Monday, Apr. 05, 2004 - 10:58 AM

Telehealth told me to cut the coffee, and let me tell you, 7:30am meetings at work are NO FUN without coffee. It is helping, haven't been bothered too much by the heart thing. Will eventually get it checked out. The donuts were good tho. And I won "MVP" for the last quarter in Media ("The person who always has time for everyone!" --Adam), which is sweet, and they gave me a watch. It's a nice watch, but it has the BB logo on, and it doesn't have a date thingy on it, so I'm just keeping it as a trophy.


10:48pm

I had never truly whimpered before until I followed this link.

Lots of good newses. Pardeep's letting me keep my bike in the store; I managed to avoid this one nasty customer who comes in all the time and bugs the shit out of me; I got to meet R's uncle today; Annoying Robin's moving to Sherway. YAY! That last one's a big one, Media should once again be the harmonious bastion of sunshiny goodness it used to be. Incidentally-

DUMB BASTARD WHO DIDN'T WANT TO READ THE PHONE INSTRUCTION MANUAL:

DROP DEAD! I HATE YOU! I HOPE YOUR TESTICLES WITHER AND DROP OFF YOUR BODY AND THEN YOU MISTAKE THEM FOR CANDY AND EAT THEM!

I can understand not wanting to read the instruction manual. What I CAN'T understand is people who call up to complain the phone isn't working, and then refuse to read the instruction manual based on "It's 100 pages! You people should know how to troubleshoot, you work with this stuff every day!"

→ Written request 1:
In the diary entry, what was the writer given along with the "MVP" award for the last quarter in Media?
The diary entry has no connection to the listing that comes after it.

→ Records for the exercise:
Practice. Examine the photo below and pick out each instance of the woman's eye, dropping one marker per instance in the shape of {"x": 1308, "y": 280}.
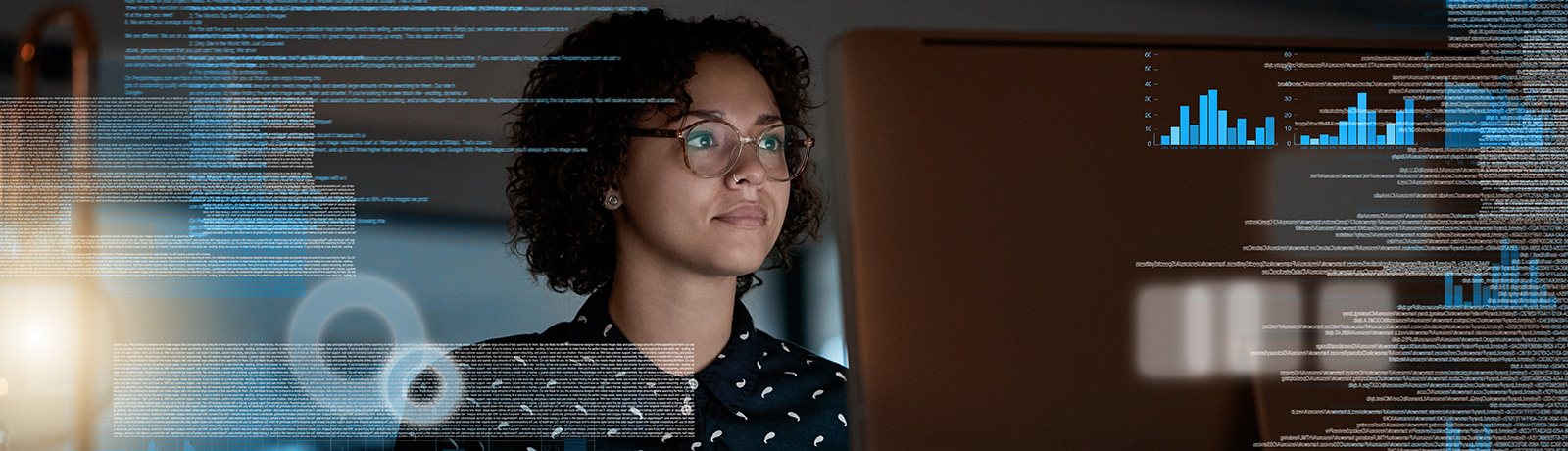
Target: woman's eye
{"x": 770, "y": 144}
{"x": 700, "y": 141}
--
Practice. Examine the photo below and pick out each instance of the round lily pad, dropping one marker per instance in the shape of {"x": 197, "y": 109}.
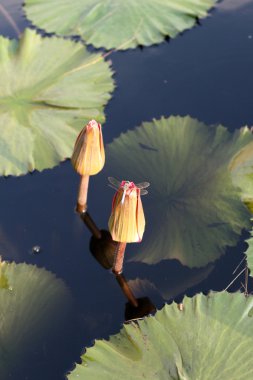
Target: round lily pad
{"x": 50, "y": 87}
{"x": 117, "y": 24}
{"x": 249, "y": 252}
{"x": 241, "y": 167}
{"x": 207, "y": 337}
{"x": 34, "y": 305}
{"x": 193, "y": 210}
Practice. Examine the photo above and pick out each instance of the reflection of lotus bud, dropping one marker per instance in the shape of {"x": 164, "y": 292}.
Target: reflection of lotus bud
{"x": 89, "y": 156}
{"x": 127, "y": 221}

→ Written request 2:
Tally the lines of the listing that contain the string "below", treating case as significant, and reply with the number alone.

→ Task result 1:
A watch.

→ Task result 2:
2